* **GIVEN TASK**
Recast each line of the records below as a numbered list, omitting any blank lines.

* **Dataset rows**
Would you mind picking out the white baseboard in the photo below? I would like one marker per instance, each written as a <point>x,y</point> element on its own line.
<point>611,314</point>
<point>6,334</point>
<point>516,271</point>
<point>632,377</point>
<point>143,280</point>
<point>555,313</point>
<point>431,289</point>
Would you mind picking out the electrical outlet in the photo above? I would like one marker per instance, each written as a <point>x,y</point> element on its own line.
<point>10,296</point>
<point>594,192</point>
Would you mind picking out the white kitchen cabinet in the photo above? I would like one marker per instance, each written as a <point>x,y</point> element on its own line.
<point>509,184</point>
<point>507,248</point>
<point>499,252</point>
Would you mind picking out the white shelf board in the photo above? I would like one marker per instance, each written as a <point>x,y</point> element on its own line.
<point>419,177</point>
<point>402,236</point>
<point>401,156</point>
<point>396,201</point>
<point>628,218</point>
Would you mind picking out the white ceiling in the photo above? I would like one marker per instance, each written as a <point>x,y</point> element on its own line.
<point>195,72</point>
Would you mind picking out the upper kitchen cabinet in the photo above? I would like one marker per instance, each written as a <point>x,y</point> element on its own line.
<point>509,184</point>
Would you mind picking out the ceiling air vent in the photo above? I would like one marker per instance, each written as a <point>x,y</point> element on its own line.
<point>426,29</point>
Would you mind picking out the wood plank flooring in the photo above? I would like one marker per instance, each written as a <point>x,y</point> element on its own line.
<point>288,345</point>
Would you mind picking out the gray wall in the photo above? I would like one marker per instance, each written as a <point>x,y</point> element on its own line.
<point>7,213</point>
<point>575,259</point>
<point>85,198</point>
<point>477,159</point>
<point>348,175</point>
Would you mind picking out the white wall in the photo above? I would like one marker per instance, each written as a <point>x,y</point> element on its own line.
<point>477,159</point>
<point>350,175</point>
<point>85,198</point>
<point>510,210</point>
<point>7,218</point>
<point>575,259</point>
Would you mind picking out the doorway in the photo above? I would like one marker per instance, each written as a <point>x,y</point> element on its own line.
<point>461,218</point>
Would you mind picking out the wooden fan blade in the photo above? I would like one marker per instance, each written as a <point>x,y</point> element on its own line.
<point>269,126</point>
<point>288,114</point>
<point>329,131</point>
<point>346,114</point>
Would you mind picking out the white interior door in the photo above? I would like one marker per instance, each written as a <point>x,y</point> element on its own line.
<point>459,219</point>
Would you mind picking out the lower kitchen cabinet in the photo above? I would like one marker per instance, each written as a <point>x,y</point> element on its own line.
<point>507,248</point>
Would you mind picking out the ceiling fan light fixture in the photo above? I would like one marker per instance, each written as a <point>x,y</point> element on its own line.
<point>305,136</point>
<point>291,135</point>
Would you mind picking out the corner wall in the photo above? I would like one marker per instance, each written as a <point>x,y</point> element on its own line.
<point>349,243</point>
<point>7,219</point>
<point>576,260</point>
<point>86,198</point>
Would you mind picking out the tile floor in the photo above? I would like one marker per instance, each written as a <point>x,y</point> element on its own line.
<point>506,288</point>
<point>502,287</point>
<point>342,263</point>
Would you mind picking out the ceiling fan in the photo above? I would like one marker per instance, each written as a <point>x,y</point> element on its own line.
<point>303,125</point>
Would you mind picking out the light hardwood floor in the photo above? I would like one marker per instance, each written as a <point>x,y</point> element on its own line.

* **CORRECT OUTPUT**
1. Would you mind picking out the white baseboard in the photo below? I would like one marker per instance, each written as a <point>x,y</point> element on its own line.
2. <point>611,314</point>
3. <point>6,334</point>
4. <point>516,271</point>
5. <point>632,377</point>
6. <point>143,280</point>
7. <point>555,313</point>
8. <point>431,289</point>
9. Would you mind picking out the electrical outlet in the photo above? I would like one marker per instance, each written as a <point>x,y</point> element on its own line.
10. <point>10,296</point>
11. <point>594,192</point>
12. Would you mind picking out the white kitchen cabinet in the photo above? I would like one marker per instance, each written as a <point>x,y</point> element on its own line.
13. <point>509,184</point>
14. <point>507,248</point>
15. <point>499,252</point>
16. Would you mind picking out the white shelf board in the photo above? I would like one marker per instance, each written as a <point>x,y</point> element on its own line.
17. <point>419,177</point>
18. <point>402,236</point>
19. <point>401,156</point>
20. <point>396,201</point>
21. <point>628,218</point>
22. Would you mind picking out the white ceiling in the photo above? I would like one marker per instance, each written as a <point>x,y</point> element on its own line.
23. <point>195,72</point>
24. Would you mind picking out the upper kitchen cabinet in the photo above? I would like one marker per instance, each written as a <point>x,y</point> element on its own line.
25. <point>509,184</point>
26. Would you mind picking out the ceiling air vent in the photo above? I would like one marker per instance, each written as a <point>x,y</point> element on its own line.
27. <point>426,29</point>
28. Would you mind picking out the wood plank flooring in the photo above? I would like one marker per instance, each written as a <point>x,y</point> element on its own line.
29. <point>288,345</point>
30. Would you mind picking out the gray wall in the photo above? I would like one marker per instance, each written as a <point>x,y</point> element on its own line.
31. <point>7,213</point>
32. <point>575,259</point>
33. <point>85,198</point>
34. <point>477,159</point>
35. <point>348,175</point>
36. Would you mind picking out the white wall in the photo above? I would like one marker per instance, each written as a <point>x,y</point> element on its own line.
37. <point>477,159</point>
38. <point>350,175</point>
39. <point>85,198</point>
40. <point>510,210</point>
41. <point>7,218</point>
42. <point>575,259</point>
43. Would you mind picking out the doorway in the photo above? I would like one marker per instance, each written as a <point>x,y</point> element on its own line.
44. <point>461,218</point>
45. Would you mind picking out the wooden fan blade in the photo above? I would like one marker per instance, each written as a <point>x,y</point> element on its own line.
46. <point>269,126</point>
47. <point>288,114</point>
48. <point>329,131</point>
49. <point>346,114</point>
50. Would you mind picking out the white interior door in the photo above? I would like one marker per instance, each written as a <point>x,y</point> element on its own line.
51. <point>459,219</point>
52. Would you mind picking out the lower kitchen cabinet in the photo above? I would like one marker per instance, each written as a <point>x,y</point> element on its own line.
53. <point>507,248</point>
54. Would you mind picking out the ceiling fan light fixture in the photo above? I would like one marker per instance, each written as a <point>x,y</point> element on its own line.
55. <point>305,136</point>
56. <point>291,135</point>
57. Would you mind picking out the corner wall in the photo above? I would like one marker per instance, each written as a <point>x,y</point> element on its own line.
58. <point>349,243</point>
59. <point>7,219</point>
60. <point>576,260</point>
61. <point>86,198</point>
62. Would you mind picking out the tile floor in the photo above? I would like one marker per instance, each written as a <point>x,y</point> element on its own line.
63. <point>506,288</point>
64. <point>502,287</point>
65. <point>342,263</point>
66. Would you mind picking out the ceiling fan in the photo above? I would like one marker per instance, each written as a <point>x,y</point> element on its own line.
67. <point>303,125</point>
68. Would you mind picking out the light hardwood floor in the photo above? I would like one marker per instance, each written as a <point>x,y</point> element on its own line.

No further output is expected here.